[DOCUMENT EXCERPT Boundary: Start]

In recent years, young Los Angelenos seeking an urban lifestyle have been beelining to Downtown Los Angeles. Perhaps they miss the buzz of New York. Or maybe they’re thirsty for airy open offices in refurbished warehouses, bumping rooftop bars atop trendy hotels, and eateries described as “lofty” and “vintage-inspired.”
A real estate boom is in full swing in Los Angeles—especially on the luxury end of things—and a handful of penthouses have set a new standard in a city that once praised a singular high-end beacon, The Ritz-Carlton Residences at LA Live…which opened almost a decade ago.
“It signals not just a desire for high-luxury [and] brand new construction, but for someone who’s looking for it long-term,” says Kerry Marsico, agent for the LEVEL penthouse, a $100k-per-month duplex that’s lingered on the market since February.
The broker babble for that unit reads like a Malibu beachfront or Bel-Air mansion listing. The 18,000-square-foot penthouse boasts four bedrooms, 10 bathrooms, a private 50-foot rooftop pool, two temperature-controlled wine cellars ensconced behind 10-foot glass walls—and 8,000 square feet of outdoor living space with sweeping 360-degree views of Los Angeles.
“The Downtown market used to be artsy, with lofts and retrofitted buildings,” adds Mike Leipart, who works for the same agency as Marsico. “It’s become a very compelling lifestyle.”
Yes, a 480-square-foot walk-in closet is alluring.
Leipart is responsible for the eight-unit Penthouse Collection at Metropolis, a four-tower complex along the east side of the 110 Freeway that divides the glitzy up-and-coming Downtown area from the grittier Pico-Union neighborhood. Like other developments in the area, Metropolis hopes to appeal to young professionals (who have between $3.5 and $6.9 million to spend) with a communal, resort-style pool, cabanas, a dog park, fitness center and screening room.

[DOCUMENT EXCERPT Boundary: End]
[DATA EXTRACT Boundary: Start]

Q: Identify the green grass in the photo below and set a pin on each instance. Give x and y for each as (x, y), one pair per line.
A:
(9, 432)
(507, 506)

[DATA EXTRACT Boundary: End]

ACTIVITY |
Retype the part of the Downtown Los Angeles penthouse text that starts with "In recent years, young" and goes on through "market since February.".

RESPONSE BOX |
In recent years, young Los Angelenos seeking an urban lifestyle have been beelining to Downtown Los Angeles. Perhaps they miss the buzz of New York. Or maybe they’re thirsty for airy open offices in refurbished warehouses, bumping rooftop bars atop trendy hotels, and eateries described as “lofty” and “vintage-inspired.”
A real estate boom is in full swing in Los Angeles—especially on the luxury end of things—and a handful of penthouses have set a new standard in a city that once praised a singular high-end beacon, The Ritz-Carlton Residences at LA Live…which opened almost a decade ago.
“It signals not just a desire for high-luxury [and] brand new construction, but for someone who’s looking for it long-term,” says Kerry Marsico, agent for the LEVEL penthouse, a $100k-per-month duplex that’s lingered on the market since February.